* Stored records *
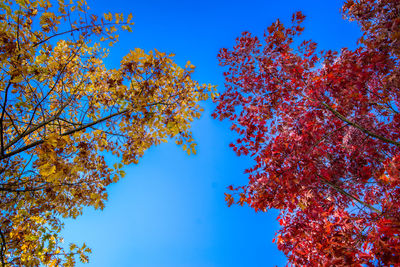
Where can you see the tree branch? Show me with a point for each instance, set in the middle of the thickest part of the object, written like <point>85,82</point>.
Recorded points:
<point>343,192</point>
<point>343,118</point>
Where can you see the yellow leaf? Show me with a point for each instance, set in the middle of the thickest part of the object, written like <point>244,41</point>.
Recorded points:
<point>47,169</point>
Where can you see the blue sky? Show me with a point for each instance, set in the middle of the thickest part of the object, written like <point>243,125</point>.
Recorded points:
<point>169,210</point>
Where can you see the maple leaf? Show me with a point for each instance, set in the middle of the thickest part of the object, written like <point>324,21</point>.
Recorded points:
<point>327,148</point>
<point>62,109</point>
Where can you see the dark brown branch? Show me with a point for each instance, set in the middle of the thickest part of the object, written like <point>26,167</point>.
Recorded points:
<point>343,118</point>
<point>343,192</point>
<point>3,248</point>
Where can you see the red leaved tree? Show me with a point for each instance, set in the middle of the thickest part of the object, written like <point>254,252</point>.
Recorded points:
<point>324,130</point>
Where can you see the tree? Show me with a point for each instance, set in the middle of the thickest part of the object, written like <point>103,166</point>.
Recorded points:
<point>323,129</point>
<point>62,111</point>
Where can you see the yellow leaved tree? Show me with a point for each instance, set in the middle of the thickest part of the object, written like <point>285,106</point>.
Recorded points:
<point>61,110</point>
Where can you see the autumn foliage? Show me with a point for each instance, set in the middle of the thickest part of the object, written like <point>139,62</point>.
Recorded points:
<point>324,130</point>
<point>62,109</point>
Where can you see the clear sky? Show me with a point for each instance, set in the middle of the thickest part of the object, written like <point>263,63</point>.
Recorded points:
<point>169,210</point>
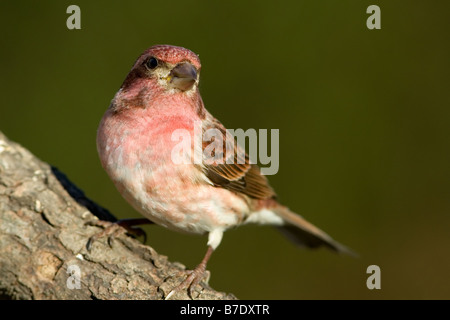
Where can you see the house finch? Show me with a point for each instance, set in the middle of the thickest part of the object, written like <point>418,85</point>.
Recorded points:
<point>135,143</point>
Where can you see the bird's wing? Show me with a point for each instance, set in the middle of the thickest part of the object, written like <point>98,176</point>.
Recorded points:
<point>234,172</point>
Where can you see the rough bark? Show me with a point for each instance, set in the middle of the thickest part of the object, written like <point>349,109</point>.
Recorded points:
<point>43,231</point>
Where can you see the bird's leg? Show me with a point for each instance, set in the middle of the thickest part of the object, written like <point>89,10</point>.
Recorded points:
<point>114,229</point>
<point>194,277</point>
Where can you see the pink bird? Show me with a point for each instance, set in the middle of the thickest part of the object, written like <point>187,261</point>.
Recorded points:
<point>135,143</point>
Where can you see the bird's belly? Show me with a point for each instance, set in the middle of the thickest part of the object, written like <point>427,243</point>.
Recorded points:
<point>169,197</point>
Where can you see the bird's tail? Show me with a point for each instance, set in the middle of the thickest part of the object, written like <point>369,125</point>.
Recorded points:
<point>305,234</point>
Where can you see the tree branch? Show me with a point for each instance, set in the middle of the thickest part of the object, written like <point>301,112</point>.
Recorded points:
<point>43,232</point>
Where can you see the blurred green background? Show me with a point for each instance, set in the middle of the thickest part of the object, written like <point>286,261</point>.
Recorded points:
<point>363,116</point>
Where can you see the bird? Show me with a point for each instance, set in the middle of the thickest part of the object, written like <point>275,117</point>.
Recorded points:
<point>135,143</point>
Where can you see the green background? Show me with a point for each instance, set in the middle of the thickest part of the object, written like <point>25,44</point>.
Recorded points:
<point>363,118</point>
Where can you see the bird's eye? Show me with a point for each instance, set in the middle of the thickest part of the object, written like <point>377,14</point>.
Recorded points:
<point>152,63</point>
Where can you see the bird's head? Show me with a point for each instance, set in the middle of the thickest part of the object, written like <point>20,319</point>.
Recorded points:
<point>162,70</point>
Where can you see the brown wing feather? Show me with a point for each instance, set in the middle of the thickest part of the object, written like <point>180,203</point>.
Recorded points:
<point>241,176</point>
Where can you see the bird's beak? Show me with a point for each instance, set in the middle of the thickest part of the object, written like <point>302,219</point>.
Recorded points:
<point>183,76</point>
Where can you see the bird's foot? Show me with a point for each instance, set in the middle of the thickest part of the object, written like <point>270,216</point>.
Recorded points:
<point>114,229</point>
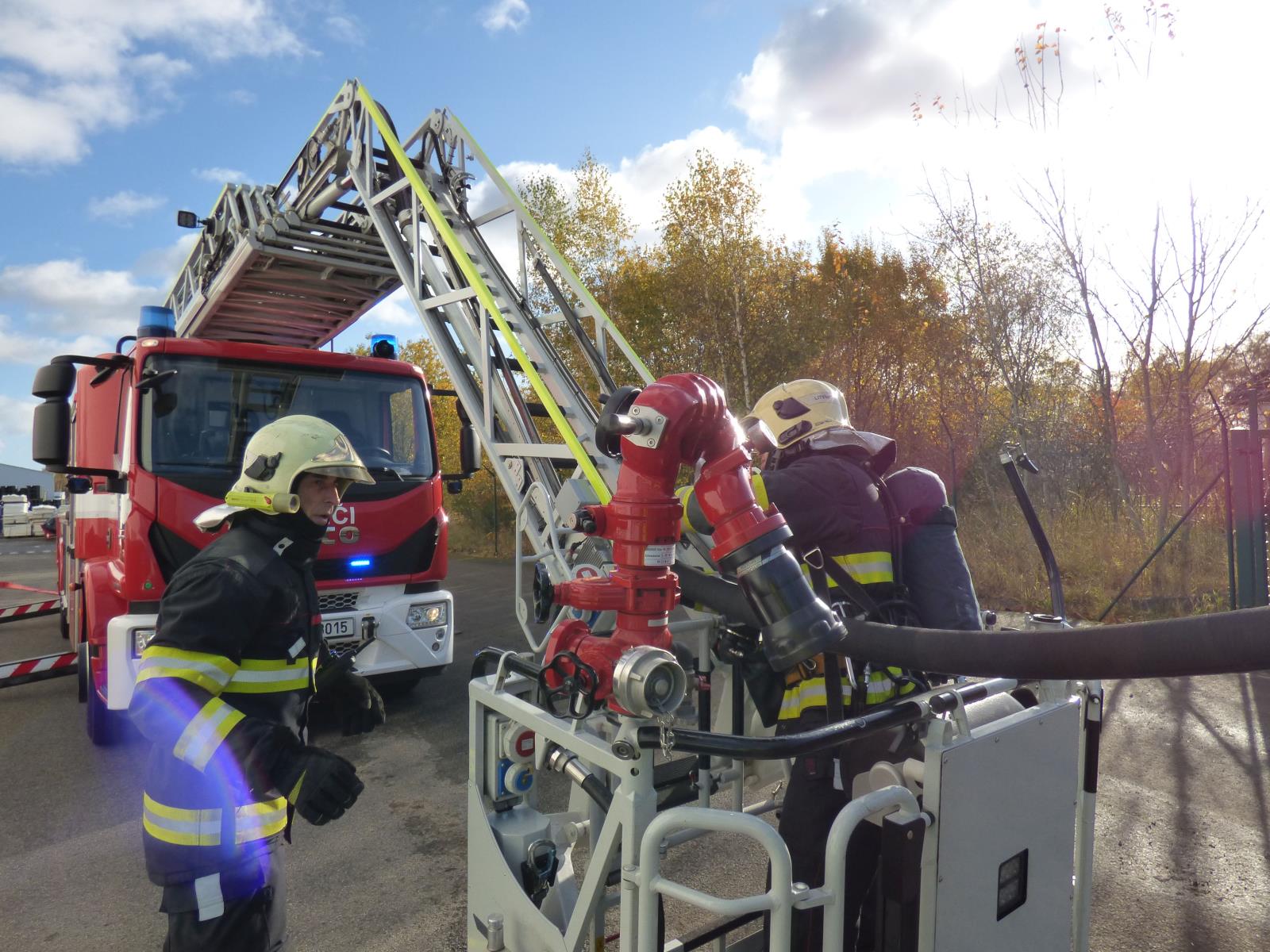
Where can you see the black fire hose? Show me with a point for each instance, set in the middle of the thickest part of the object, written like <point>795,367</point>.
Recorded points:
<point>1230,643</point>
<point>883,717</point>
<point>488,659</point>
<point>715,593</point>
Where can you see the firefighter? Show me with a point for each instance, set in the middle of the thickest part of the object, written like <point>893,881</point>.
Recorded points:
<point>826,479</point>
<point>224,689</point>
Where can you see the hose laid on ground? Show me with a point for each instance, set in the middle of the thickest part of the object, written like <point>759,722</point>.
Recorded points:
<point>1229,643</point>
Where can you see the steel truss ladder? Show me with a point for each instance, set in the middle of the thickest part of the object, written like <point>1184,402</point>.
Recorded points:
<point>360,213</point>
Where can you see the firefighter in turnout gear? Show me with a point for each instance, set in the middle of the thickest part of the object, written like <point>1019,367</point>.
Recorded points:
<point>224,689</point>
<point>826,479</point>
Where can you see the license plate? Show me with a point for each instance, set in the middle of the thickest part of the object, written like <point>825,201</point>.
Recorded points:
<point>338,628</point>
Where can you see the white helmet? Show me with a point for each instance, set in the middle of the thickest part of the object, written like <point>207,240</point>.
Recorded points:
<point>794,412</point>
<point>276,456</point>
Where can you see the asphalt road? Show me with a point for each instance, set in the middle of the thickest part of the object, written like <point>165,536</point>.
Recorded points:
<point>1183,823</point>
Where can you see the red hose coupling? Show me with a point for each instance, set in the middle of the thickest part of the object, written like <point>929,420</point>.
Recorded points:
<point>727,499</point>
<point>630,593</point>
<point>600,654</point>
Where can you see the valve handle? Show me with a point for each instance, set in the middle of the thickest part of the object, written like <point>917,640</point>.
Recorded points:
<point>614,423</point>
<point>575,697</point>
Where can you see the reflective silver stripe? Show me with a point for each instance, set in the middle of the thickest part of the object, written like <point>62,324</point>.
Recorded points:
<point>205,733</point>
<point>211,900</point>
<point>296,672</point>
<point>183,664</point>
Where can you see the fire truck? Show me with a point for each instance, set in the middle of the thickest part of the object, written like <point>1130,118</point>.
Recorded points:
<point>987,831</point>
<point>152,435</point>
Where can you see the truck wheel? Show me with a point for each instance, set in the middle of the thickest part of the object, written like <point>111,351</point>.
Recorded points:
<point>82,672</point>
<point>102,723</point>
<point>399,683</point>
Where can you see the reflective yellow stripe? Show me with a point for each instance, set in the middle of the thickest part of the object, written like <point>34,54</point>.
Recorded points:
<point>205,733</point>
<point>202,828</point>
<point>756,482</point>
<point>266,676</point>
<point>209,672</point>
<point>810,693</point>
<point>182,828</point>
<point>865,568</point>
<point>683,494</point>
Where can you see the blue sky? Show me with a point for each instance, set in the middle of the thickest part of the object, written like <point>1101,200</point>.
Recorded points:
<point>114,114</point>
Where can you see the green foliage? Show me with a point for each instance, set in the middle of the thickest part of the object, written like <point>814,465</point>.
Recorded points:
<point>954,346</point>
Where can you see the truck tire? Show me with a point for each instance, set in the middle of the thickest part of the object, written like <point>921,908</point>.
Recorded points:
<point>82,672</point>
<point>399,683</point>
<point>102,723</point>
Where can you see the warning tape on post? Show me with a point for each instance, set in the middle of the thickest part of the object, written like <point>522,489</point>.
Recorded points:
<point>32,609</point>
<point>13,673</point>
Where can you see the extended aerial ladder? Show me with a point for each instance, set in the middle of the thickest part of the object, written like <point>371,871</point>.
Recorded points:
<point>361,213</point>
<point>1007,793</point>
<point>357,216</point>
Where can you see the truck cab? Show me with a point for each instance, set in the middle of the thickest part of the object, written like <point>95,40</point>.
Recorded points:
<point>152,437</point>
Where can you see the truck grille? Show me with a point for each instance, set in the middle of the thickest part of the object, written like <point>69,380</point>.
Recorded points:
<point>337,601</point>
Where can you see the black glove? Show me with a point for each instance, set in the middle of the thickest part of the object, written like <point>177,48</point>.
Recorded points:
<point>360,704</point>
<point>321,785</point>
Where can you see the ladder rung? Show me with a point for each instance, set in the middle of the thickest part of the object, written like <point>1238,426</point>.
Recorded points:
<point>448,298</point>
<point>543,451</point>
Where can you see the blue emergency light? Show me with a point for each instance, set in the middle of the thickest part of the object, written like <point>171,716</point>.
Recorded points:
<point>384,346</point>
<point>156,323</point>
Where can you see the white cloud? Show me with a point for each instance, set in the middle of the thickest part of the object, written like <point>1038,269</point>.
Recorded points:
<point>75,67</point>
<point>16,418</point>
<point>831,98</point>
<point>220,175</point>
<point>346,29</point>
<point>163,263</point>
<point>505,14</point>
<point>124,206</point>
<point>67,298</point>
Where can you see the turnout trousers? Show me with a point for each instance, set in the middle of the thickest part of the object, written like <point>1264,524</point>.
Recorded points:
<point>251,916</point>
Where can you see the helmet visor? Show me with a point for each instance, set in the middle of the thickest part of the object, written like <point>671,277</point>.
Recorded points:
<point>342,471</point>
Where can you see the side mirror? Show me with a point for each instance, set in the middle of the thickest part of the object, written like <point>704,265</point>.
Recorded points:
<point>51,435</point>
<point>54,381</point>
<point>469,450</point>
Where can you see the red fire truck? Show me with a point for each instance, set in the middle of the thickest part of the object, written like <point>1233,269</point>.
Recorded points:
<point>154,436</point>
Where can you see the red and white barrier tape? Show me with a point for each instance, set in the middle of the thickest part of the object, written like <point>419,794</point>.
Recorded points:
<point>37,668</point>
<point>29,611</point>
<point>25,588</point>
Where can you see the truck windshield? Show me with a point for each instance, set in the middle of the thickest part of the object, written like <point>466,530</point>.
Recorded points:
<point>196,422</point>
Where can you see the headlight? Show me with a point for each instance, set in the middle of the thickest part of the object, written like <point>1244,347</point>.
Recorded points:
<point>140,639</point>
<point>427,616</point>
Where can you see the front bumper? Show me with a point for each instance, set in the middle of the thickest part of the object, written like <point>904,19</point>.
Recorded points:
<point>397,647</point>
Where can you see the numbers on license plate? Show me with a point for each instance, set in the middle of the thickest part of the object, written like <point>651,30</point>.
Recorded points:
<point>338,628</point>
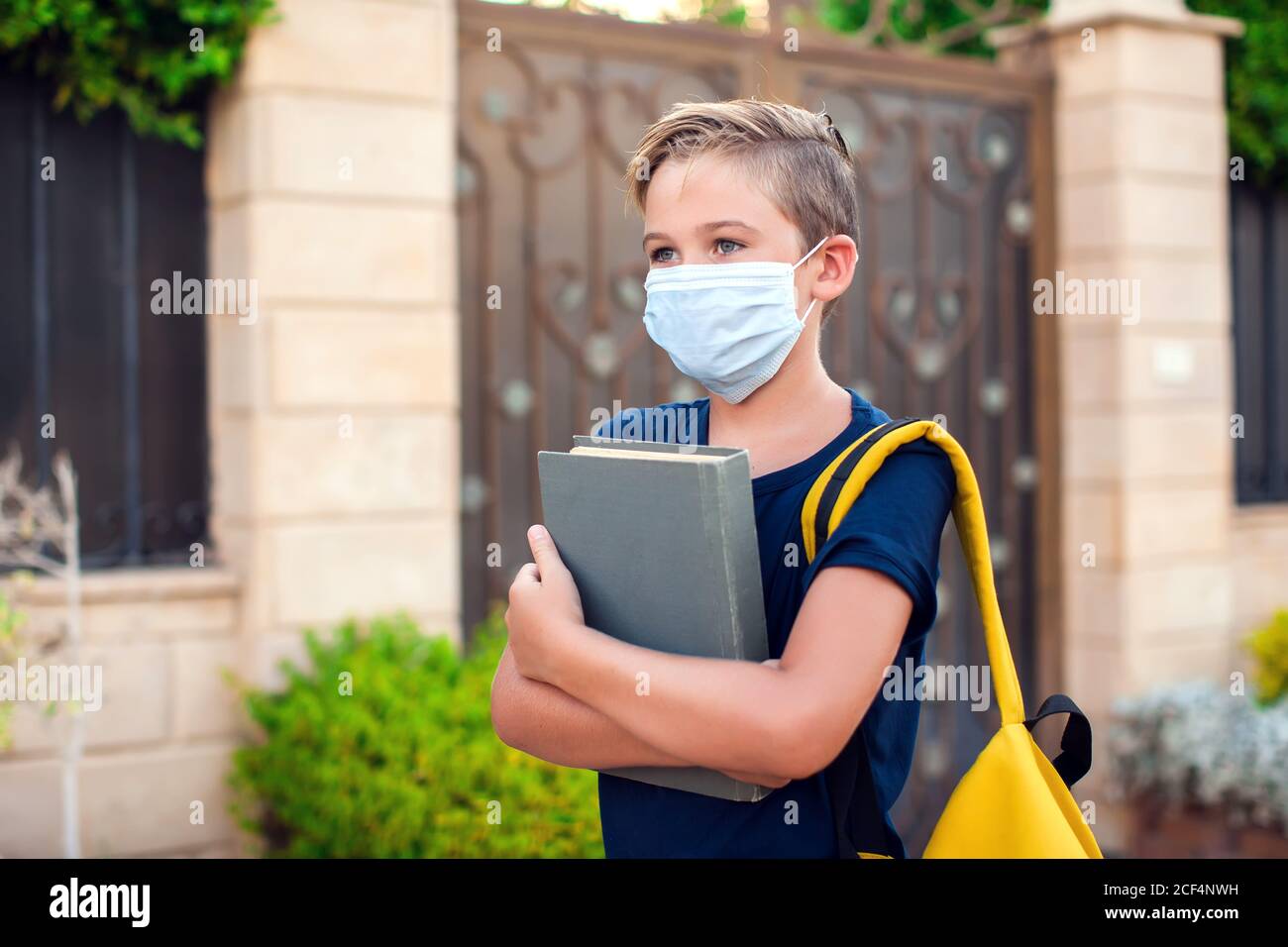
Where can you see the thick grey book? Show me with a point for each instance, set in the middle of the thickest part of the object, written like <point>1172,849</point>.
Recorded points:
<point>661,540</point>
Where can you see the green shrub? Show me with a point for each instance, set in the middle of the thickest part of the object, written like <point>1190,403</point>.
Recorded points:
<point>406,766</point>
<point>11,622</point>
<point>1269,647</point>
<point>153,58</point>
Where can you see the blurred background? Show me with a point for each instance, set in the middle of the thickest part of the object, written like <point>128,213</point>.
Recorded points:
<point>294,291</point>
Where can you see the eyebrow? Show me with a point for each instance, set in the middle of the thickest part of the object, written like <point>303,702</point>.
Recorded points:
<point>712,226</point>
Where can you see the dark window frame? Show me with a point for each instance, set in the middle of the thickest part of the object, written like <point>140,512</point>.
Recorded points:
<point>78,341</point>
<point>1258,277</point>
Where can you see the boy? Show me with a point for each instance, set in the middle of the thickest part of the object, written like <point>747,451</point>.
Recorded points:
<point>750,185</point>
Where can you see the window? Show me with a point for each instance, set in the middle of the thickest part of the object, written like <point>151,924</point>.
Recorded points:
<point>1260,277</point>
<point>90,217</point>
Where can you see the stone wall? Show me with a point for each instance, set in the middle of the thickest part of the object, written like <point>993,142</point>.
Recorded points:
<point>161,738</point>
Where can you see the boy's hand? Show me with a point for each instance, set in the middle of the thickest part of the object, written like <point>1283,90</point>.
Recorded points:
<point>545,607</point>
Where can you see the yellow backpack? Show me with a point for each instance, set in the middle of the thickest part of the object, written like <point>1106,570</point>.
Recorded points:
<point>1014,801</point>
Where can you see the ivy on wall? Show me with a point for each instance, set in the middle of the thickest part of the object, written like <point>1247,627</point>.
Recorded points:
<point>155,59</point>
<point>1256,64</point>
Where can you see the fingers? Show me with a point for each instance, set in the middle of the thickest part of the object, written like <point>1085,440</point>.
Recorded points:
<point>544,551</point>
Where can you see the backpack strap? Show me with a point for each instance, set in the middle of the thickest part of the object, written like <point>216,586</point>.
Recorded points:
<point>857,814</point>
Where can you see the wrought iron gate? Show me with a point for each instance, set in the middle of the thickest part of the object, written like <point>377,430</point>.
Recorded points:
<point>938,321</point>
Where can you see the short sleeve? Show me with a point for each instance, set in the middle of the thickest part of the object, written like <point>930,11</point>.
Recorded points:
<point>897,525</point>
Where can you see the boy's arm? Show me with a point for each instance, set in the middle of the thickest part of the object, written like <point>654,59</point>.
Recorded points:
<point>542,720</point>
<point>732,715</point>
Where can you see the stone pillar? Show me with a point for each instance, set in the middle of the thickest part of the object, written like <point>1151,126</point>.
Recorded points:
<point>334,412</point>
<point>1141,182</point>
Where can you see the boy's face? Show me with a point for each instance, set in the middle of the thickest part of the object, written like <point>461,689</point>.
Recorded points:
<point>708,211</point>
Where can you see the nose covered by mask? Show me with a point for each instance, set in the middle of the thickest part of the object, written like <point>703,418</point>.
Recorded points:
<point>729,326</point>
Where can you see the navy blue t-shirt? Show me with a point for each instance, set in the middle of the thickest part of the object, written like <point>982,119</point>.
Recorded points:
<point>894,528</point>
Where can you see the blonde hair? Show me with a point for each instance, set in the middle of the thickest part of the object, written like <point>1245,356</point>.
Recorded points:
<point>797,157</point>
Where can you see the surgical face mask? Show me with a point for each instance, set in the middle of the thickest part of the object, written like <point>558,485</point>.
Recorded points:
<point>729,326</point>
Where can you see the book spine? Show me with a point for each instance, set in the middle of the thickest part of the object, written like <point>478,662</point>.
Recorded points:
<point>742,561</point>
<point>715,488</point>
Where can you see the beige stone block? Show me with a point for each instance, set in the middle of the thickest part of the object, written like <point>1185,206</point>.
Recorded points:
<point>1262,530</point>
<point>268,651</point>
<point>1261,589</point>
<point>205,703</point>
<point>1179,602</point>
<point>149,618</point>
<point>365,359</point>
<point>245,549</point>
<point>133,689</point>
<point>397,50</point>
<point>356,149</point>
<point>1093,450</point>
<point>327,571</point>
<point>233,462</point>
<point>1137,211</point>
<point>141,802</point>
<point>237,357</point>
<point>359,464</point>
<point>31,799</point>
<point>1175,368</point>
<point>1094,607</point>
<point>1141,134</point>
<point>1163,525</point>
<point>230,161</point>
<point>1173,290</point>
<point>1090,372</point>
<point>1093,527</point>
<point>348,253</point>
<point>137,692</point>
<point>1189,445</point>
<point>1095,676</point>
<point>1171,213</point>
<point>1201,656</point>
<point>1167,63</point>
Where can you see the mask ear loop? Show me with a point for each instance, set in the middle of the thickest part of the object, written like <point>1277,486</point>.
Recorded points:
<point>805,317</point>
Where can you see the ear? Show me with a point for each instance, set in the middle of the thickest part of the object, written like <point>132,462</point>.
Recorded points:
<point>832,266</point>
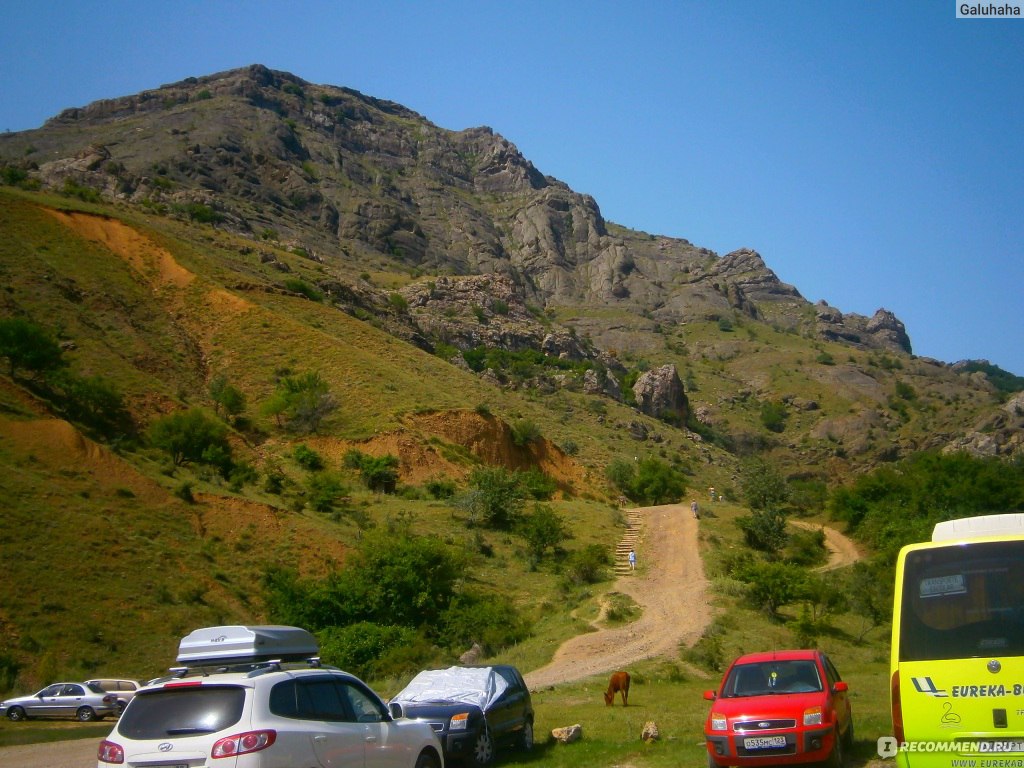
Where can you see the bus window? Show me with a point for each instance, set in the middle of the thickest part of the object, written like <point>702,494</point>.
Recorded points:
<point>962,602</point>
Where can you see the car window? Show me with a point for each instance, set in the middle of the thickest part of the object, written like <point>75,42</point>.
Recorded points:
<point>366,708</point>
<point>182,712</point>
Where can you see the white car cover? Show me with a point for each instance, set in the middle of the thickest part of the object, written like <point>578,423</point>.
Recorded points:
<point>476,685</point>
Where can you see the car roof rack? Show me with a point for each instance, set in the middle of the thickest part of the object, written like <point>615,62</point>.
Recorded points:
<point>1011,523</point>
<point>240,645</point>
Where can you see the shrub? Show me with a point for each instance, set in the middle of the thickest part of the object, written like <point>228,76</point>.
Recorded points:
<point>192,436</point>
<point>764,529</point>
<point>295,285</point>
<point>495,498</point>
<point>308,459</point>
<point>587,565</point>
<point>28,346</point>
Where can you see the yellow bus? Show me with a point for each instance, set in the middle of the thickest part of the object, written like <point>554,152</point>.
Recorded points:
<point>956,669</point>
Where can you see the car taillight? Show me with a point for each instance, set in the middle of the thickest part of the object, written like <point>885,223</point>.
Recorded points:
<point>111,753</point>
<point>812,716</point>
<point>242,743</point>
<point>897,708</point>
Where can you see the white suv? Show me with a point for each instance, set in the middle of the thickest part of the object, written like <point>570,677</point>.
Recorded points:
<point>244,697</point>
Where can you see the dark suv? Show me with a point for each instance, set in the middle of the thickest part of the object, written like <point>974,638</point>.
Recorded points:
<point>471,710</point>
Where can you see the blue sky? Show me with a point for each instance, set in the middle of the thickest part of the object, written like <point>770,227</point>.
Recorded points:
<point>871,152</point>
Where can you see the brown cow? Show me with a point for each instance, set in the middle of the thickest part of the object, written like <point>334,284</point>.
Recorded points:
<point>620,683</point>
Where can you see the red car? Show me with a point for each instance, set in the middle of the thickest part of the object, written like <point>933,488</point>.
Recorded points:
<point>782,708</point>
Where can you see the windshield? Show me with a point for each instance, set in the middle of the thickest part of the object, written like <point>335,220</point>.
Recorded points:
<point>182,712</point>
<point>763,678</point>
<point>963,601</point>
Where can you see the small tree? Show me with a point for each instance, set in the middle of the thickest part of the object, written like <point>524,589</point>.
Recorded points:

* YOUR INSTRUCTIONS *
Copy the stretch of rows above, from the start through the line containing "<point>62,111</point>", adding 48 to every coordinate in the recorded points and keeping all other lines unchanged. Leave the pictures out.

* THE RESPONSE *
Where can you see the tree branch? Show me with a point for each instance, set in the middle of the thickest part of the object, written like <point>85,82</point>.
Recorded points:
<point>391,240</point>
<point>391,166</point>
Where can you see the yellow leaf? Show me with a point for each instance, set in the middle of the thickest part of the object, written like <point>244,41</point>.
Recorded points:
<point>95,217</point>
Where can you see the blue sky? Show me with a point for each instance, set in the middle of the thickest part of the object, written like <point>243,125</point>.
Recorded points:
<point>217,258</point>
Where can you see the maple leaf? Show me with a point for each instance, set in the middle of the thickest part of the object, written like <point>324,21</point>.
Recorded points:
<point>375,196</point>
<point>110,157</point>
Where can you see the dark brown branch? Show me with a point for each instance, set in the middle of the thickest part of the object, written like <point>26,167</point>.
Recorded points:
<point>391,166</point>
<point>391,240</point>
<point>51,296</point>
Where can you see the red leaved tree? Show me with a point for each instance, set in the middle of the thickest part of the object, written like <point>254,252</point>.
Recorded points:
<point>372,178</point>
Where can you see the tree? Show me with a point for each instance, set in the middle of the thickest part of the object, written like <point>103,166</point>.
Recorded points:
<point>371,177</point>
<point>110,159</point>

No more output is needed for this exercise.